> _O QUE FAZER_:
1. Transcreva, do texto sobre a crise na Líbia, o trecho que vai de "Independente do desfecho" até "por direitos humanos.", inclusive.
2. Nas entradas, altere as linhas que vão do início até a linha com "x=220, y=579", inclusive, substituindo "boat" por "vessel" e mantendo todo o resto igual. Apresente somente essas linhas.

Independente do desfecho que esta crise na Líbia produzirá, a esta altura imprevisível, não há como não perceber a imensa hipocrisia jornalística dos que se calam diante dos sanguinários bombardeios que estão caindo agora mesmo sobre a população civil no Afeganistão, ilegalmente ocupado pelos EUA, ou no Iraque, onde mais de um milhão de vidas foram dizimadas a partir de uma guerra iniciada por meio de grosseiras falsificações de notícias sobre a existência de armas químicas naquele país, fraude jornalística que a Folha de S.Paulo endossou, o que lhe retira qualquer moral, juntamente à assessoria que prestou à ditadura militar no Brasil, para reivindicar democracia ou clamar por direitos humanos.

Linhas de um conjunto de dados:

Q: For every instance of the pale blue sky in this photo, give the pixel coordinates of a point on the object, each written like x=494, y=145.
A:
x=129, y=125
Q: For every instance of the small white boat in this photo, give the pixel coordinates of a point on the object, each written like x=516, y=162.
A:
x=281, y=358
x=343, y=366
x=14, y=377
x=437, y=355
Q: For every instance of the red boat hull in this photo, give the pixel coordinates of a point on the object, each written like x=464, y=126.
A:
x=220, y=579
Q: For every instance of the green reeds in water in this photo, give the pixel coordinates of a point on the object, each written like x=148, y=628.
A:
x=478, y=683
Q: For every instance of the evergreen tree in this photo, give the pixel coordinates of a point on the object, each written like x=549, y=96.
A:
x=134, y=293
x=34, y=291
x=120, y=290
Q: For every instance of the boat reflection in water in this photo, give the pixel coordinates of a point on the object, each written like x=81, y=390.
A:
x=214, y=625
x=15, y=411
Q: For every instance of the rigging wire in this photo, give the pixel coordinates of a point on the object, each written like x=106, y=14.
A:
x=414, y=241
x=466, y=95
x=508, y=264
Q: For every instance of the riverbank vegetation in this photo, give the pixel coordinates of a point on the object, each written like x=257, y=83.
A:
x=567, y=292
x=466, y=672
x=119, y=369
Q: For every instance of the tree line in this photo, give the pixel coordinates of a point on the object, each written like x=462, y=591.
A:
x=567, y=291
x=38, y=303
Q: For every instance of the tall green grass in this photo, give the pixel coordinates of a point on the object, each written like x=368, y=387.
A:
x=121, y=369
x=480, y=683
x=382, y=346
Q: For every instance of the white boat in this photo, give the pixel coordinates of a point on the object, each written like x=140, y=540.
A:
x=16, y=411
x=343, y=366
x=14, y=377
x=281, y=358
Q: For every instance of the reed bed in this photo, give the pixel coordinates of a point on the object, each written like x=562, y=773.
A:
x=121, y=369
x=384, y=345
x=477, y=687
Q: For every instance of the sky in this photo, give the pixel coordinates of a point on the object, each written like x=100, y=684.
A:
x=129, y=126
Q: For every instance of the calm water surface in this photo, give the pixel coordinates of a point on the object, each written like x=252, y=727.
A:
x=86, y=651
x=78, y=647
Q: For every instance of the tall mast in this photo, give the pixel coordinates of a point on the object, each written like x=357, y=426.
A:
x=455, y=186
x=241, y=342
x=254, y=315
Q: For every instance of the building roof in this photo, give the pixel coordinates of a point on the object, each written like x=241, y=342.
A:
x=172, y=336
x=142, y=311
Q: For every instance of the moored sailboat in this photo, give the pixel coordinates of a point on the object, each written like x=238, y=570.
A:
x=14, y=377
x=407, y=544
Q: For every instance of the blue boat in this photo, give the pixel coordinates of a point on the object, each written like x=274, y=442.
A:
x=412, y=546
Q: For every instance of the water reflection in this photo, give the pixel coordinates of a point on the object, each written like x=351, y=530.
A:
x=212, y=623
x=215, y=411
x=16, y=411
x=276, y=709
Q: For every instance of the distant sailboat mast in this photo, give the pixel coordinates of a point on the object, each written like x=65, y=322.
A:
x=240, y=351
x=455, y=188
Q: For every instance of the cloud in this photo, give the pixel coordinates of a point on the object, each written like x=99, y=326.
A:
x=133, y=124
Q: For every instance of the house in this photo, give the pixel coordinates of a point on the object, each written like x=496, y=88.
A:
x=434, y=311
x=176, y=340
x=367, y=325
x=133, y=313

> _RESULTADOS_:
1.
Independente do desfecho que esta crise na Líbia produzirá, a esta altura imprevisível, não há como não perceber a imensa hipocrisia jornalística dos que se calam diante dos sanguinários bombardeios que estão caindo agora mesmo sobre a população civil no Afeganistão, ilegalmente ocupado pelos EUA, ou no Iraque, onde mais de um milhão de vidas foram dizimadas a partir de uma guerra iniciada por meio de grosseiras falsificações de notícias sobre a existência de armas químicas naquele país, fraude jornalística que a Folha de S.Paulo endossou, o que lhe retira qualquer moral, juntamente à assessoria que prestou à ditadura militar no Brasil, para reivindicar democracia ou clamar por direitos humanos.

2.
Q: For every instance of the pale blue sky in this photo, give the pixel coordinates of a point on the object, each written like x=494, y=145.
A:
x=129, y=125
Q: For every instance of the small white vessel in this photo, give the pixel coordinates of a point on the object, each written like x=516, y=162.
A:
x=281, y=358
x=343, y=366
x=14, y=377
x=437, y=355
Q: For every instance of the red vessel hull in this photo, give the pixel coordinates of a point on the object, each written like x=464, y=126.
A:
x=220, y=579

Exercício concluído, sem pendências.